* EXTRACTED INFORMATION:
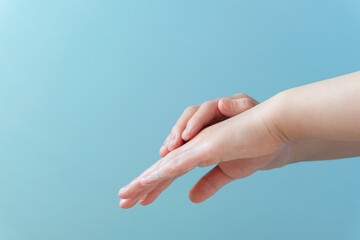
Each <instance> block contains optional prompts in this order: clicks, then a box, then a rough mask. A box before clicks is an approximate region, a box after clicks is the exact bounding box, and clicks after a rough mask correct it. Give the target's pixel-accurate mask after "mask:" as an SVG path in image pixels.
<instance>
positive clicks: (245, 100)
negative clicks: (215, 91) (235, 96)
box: [218, 97, 258, 117]
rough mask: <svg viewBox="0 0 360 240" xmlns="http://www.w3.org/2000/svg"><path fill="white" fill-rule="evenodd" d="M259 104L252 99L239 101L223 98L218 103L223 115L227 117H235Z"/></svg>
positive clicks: (243, 97)
mask: <svg viewBox="0 0 360 240" xmlns="http://www.w3.org/2000/svg"><path fill="white" fill-rule="evenodd" d="M257 104H258V102H257V101H256V100H254V99H252V98H250V97H243V98H239V99H231V98H222V99H220V100H219V102H218V108H219V111H220V113H221V114H223V115H224V116H226V117H233V116H236V115H238V114H240V113H242V112H245V111H246V110H249V109H250V108H252V107H254V106H255V105H257Z"/></svg>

* THE TASK:
Using the entries above, output exactly the lines between the line holding "box: [218, 97, 258, 117]" and the line holding "rough mask: <svg", end lines included, and nothing more.

* WRITTEN SOLUTION:
box: [218, 97, 258, 117]
rough mask: <svg viewBox="0 0 360 240" xmlns="http://www.w3.org/2000/svg"><path fill="white" fill-rule="evenodd" d="M259 104L252 99L239 101L223 98L218 103L223 115L227 117H235Z"/></svg>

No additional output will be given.